Information shown →
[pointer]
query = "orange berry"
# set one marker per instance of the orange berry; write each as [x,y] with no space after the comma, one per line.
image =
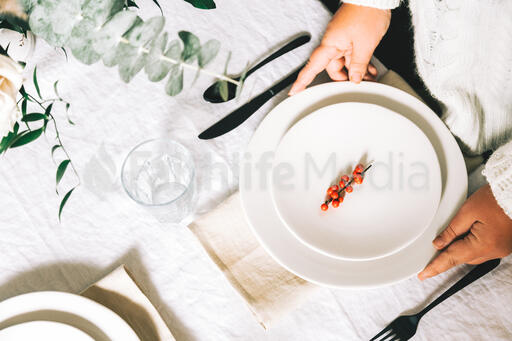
[359,169]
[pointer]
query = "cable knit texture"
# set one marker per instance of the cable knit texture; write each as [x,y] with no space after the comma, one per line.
[498,172]
[463,53]
[382,4]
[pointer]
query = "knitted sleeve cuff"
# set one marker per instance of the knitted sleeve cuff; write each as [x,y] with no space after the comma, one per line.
[498,172]
[382,4]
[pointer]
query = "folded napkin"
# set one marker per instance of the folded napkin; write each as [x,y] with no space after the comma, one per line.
[269,289]
[119,292]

Task to complete →
Copy out every one of the entries above, swapping each "marker" for "pin" and changing nothing else. Leave the pictures out of your copy.

Solution for this exercise →
[pointer]
query = "orange berry"
# set one pin per instance of the orange berry; write each as [x,y] with no space after the comma, one per line.
image =
[359,169]
[pointer]
query = "cable knit texture"
# set one pin per instance of the cable knit texture; write each as [x,y] with no space after the comma, one per line.
[498,172]
[463,53]
[382,4]
[pointer]
query = "knitted sleeve cuff"
# set one pin per instance of the knitted sleeve cuff; write each as [x,y] with no space after the comma, one per line.
[498,172]
[382,4]
[pointer]
query = "folded napkin"
# set one pin per instance of the folded napkin; write each as [x,y] with no space after the comma, one per line.
[269,289]
[119,292]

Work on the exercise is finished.